(AUFGABEN)
**1)** Nennen Sie alle Personen, die im Text namentlich erwähnt werden.
**2)** Kopieren Sie aus dem Text die Passage von "Gott sei Dank hat es" bis einschließlich "Bewusstseinsbildung geleistet haben." wortgetreu.
**3)** Beantworten Sie anhand des Textes folgende Fragen:
(a) Was war laut Text vor hundert Jahren noch selbstverständlich?
(b) Welchen Gruppen von Menschen ist die Umkehr vor allem zu verdanken?
(c) Bei welchen Parteien gab es lebhaften Beifall?

Ich behaupte, dass das dazu geführt hat, dass vor allem die Lebenden Probleme haben, psychische Probleme haben, weil sie mit diesem Tod nicht mehr konfrontiert werden. Das, was vor hundert Jahren noch selbstverständlich war, dass das Leben und das Sterben zu Hause passiert ist, ist in unserer modernen Gesellschaft weggedrängt worden.

Gott sei Dank hat es vor wenigen Jahren eine Umkehr gegeben. Gott sei Dank hat unsere Gesellschaft erkannt, dass es notwendig ist, nicht nur ein Kind ins Leben zu begleiten, sondern auch einen Sterbenden aus dem Leben zu begleiten, ihm Angst zu nehmen und ihm in den letzten Stunden Beistand zu leisten. Dieser Umstand ist vor allem jenen Gruppen von Menschen zu verdanken, die sich der Hospizbewegung gewidmet und damit auch Bewusstseinsbildung geleistet haben.

Meine Damen und Herren! Dass die Politik und eine Bundesregierung diese Thematik jetzt aufgreift und gesetzlich erstmals in Europa regelt, ist meines Erachtens ein weiterer sozialpolitischer Meilenstein, den diese Regierung gesetzt hat. (Lebhafter Beifall bei der ÖVP und den Freiheitlichen.)

Erstmals wird es nicht nur möglich sein, für Kinder, die ins Leben begleitet werden, eine Auszeit aus dem Beruf zu nehmen, sondern auch für sterbende Angehörige, um sie in ihren letzten Stunden nicht alleine zu lassen. Ich möchte für diese Initiative ganz besonders den beiden zuständigen Ministern und dem Staatssekretär danken, unserem Minister Martin Bartenstein, Minister Haupt und Staatssekretär Waneck, die unter der Regierung Wolfgang Schüssel diesen sozialpolitischen Meilenstein gesetzt haben. (Neuerlicher lebhafter Beifall bei der ÖVP und den Freiheitlichen.)

(ANGEZEIGTE DATEN)
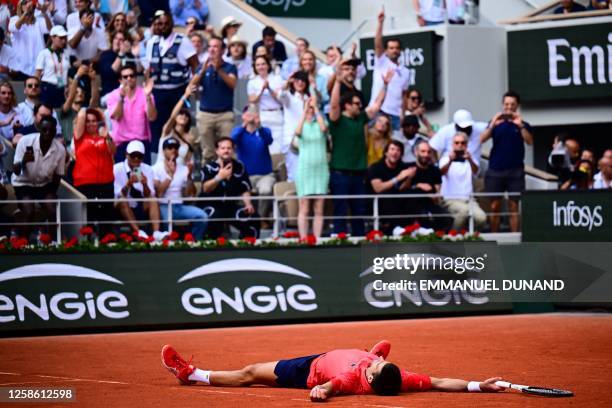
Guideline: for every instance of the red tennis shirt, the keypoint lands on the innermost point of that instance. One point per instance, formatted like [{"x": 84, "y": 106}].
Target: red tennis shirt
[{"x": 345, "y": 368}]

(LÖSUNGEN)
**1)** Martin Bartenstein, Haupt, Waneck, Wolfgang Schüssel

**2)**
Gott sei Dank hat es vor wenigen Jahren eine Umkehr gegeben. Gott sei Dank hat unsere Gesellschaft erkannt, dass es notwendig ist, nicht nur ein Kind ins Leben zu begleiten, sondern auch einen Sterbenden aus dem Leben zu begleiten, ihm Angst zu nehmen und ihm in den letzten Stunden Beistand zu leisten. Dieser Umstand ist vor allem jenen Gruppen von Menschen zu verdanken, die sich der Hospizbewegung gewidmet und damit auch Bewusstseinsbildung geleistet haben.

**3)**
(a) Dass das Leben und das Sterben zu Hause passiert ist.
(b) Jenen Gruppen, die sich der Hospizbewegung gewidmet und damit Bewusstseinsbildung geleistet haben.
(c) Bei der ÖVP und den Freiheitlichen.